▶ **INSTRUCTIONS TO FOLLOW**:
Reproduce in full, word for word, the passage below on calculating 15N enrichment and fertilizer recovery.

The isotope enrichment in the sample from the treatment plot (δ15Nsample) is expressed as 15N enrichment relative to that of the control plot (δ15Ncontrol).

$${}^{15}N\mathrm{\;enrichment }\left(\permille\right)=\left(\frac{{\delta }^{15}{N}_{sample}-{\delta }^{15}{N}_{control}}{{\delta }^{15}{N}_{control}+100}\right)\times 1000$$
(2)

The recovery of the 15N fertilizer in the labeled N pools is calculated as follows:

$${}^{15}N \left(\mathrm{\%}\right)=\left(\frac{\left({\%}^{15}{N}_{sample}-{\%}^{15}{N}_{control}\right)\times {M}_{pool}}{\left({\%}^{5}{N}_{label}-{\%}^{15}{N}_{control}\right)\times {M}_{label}}\right)\times 100$$
(3)

where %15Nsample is 15N atom percent in the soil sample from the labeled plot; %15Ncontrol is 15N atom percent in the corresponding control plot; Mlabel is the amount of the 15N applied to the treatment plot (g 15N m−2); and %15Nlabel is the 15N atom percent in the labeled fertilizer, and Mpool is the N amount of the labeled pool (g N m−2). In this study, there are three labeled pools, Mpool,grass, Mpool,root and Mpool,soil. Mpool,grass and Mpool,root were determined based on the dry biomass for each plot. Mpool,soil was calculated as follows:

$${M}_{pool,soil}=\sum {BD}_{i}\times {L}_{i}\times {N}_{sample}$$
(4)

▶ **EXTRACTED MATERIAL**:
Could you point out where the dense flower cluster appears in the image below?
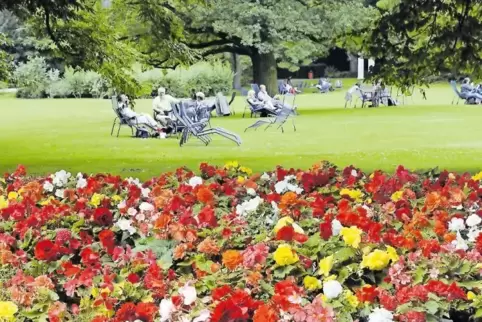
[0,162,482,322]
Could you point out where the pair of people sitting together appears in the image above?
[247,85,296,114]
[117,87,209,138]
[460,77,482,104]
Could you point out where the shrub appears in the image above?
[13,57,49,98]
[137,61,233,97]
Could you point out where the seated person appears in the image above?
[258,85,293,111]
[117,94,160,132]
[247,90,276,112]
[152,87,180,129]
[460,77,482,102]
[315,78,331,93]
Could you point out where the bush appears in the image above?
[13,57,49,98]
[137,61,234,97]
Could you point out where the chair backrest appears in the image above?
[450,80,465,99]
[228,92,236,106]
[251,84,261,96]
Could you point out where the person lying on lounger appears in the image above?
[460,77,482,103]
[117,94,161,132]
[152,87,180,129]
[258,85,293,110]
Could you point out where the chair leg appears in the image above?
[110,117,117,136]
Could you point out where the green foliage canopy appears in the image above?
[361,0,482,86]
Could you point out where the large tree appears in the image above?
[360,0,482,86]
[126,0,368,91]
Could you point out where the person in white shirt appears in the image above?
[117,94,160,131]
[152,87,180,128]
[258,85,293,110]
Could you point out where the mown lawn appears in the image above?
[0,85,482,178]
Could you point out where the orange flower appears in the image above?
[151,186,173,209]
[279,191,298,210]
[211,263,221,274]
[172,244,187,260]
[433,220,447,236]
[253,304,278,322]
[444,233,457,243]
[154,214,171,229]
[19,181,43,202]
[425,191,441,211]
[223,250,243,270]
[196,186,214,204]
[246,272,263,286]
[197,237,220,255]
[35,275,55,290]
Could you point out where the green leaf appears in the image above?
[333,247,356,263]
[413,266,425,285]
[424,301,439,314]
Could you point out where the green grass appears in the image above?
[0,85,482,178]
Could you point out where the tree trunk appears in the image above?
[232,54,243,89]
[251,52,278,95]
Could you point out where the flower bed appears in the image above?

▶ **EXERCISE ANSWER**:
The isotope enrichment in the sample from the treatment plot (δ15Nsample) is expressed as 15N enrichment relative to that of the control plot (δ15Ncontrol).

$${}^{15}N\mathrm{\;enrichment }\left(\permille\right)=\left(\frac{{\delta }^{15}{N}_{sample}-{\delta }^{15}{N}_{control}}{{\delta }^{15}{N}_{control}+100}\right)\times 1000$$
(2)

The recovery of the 15N fertilizer in the labeled N pools is calculated as follows:

$${}^{15}N \left(\mathrm{\%}\right)=\left(\frac{\left({\%}^{15}{N}_{sample}-{\%}^{15}{N}_{control}\right)\times {M}_{pool}}{\left({\%}^{5}{N}_{label}-{\%}^{15}{N}_{control}\right)\times {M}_{label}}\right)\times 100$$
(3)

where %15Nsample is 15N atom percent in the soil sample from the labeled plot; %15Ncontrol is 15N atom percent in the corresponding control plot; Mlabel is the amount of the 15N applied to the treatment plot (g 15N m−2); and %15Nlabel is the 15N atom percent in the labeled fertilizer, and Mpool is the N amount of the labeled pool (g N m−2). In this study, there are three labeled pools, Mpool,grass, Mpool,root and Mpool,soil. Mpool,grass and Mpool,root were determined based on the dry biomass for each plot. Mpool,soil was calculated as follows:

$${M}_{pool,soil}=\sum {BD}_{i}\times {L}_{i}\times {N}_{sample}$$
(4)